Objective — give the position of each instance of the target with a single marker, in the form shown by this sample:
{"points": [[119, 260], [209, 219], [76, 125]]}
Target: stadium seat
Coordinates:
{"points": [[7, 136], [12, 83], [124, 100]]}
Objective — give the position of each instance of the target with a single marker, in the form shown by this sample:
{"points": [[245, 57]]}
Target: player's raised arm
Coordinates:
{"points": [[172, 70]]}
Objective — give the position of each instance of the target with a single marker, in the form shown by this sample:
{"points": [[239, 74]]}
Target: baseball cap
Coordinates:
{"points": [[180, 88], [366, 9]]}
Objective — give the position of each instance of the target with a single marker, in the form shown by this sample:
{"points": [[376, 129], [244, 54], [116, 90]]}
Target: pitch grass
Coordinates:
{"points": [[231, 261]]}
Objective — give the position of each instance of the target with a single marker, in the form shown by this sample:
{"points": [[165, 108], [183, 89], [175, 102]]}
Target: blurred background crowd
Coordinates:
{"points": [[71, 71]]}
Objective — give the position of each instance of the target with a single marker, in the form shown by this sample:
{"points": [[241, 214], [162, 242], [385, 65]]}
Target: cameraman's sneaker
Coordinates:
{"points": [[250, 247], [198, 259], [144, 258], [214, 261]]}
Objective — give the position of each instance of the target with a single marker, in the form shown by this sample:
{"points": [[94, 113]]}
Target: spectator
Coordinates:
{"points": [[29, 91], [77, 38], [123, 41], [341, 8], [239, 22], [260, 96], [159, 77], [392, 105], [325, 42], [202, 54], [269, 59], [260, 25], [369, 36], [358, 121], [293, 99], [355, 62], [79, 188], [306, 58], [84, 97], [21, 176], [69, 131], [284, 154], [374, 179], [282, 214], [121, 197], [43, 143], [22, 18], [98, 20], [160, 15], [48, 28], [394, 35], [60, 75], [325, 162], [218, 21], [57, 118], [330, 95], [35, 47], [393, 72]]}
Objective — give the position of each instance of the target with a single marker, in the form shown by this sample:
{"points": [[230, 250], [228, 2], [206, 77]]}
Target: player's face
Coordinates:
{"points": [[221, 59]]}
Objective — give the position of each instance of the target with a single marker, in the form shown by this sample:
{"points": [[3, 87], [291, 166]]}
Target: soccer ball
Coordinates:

- [Written exercise]:
Write the material out again in its entirety, exactly as shown.

- [Reply to the task]:
Objective — give the position of each instance of the target with a single marker, in the form shown by this sample:
{"points": [[119, 260], [209, 219], [76, 125]]}
Target: stadium seat
Coordinates:
{"points": [[7, 136], [12, 83], [124, 100]]}
Objective — give the position of each instance of the target with a single marker, in the form shown by this sample:
{"points": [[245, 57]]}
Target: player's raised arm
Coordinates:
{"points": [[172, 70]]}
Objective — give the position of each instance of the target with a single marker, in the form shown by this sample:
{"points": [[239, 74]]}
Target: baseball cap
Coordinates:
{"points": [[180, 88], [366, 9]]}
Objective — give the position of each instance of the target with a single marker, in the form shown by this sample:
{"points": [[376, 129], [244, 54], [116, 90]]}
Target: pitch grass
Coordinates:
{"points": [[231, 261]]}
Objective — give the position of each instance of the target with a single marker, in the form shown by this sample:
{"points": [[165, 108], [183, 89], [175, 102]]}
Target: blurred background crowd
Coordinates:
{"points": [[71, 71]]}
Objective — give the position of each instance of the target with a single marker, in the form shown by this sample:
{"points": [[241, 214], [162, 242], [385, 65]]}
Target: cameraman's sneaker
Coordinates:
{"points": [[250, 247], [198, 259], [144, 258], [214, 261]]}
Objective — give the position of each instance of the target with a single marker, in the form shown by this sample:
{"points": [[94, 113]]}
Target: spectator
Coordinates:
{"points": [[29, 91], [77, 38], [123, 41], [341, 8], [239, 22], [260, 96], [159, 77], [392, 105], [325, 42], [202, 54], [269, 59], [260, 25], [369, 36], [358, 121], [293, 99], [355, 62], [79, 188], [306, 58], [84, 97], [21, 176], [69, 131], [284, 154], [374, 179], [282, 214], [121, 197], [43, 143], [22, 18], [98, 20], [160, 15], [48, 28], [394, 35], [60, 75], [325, 162], [218, 21], [57, 118], [330, 95], [35, 47], [393, 72]]}
Objective — give the position of each instance of the target with a single marker, in the form shown by this sample:
{"points": [[230, 250], [228, 2], [206, 77]]}
Target: player's face
Coordinates:
{"points": [[221, 59]]}
Objective — give the position of each instance of the target with a single marker, in the form shown by this sample:
{"points": [[3, 87], [291, 166]]}
Target: soccer ball
Coordinates:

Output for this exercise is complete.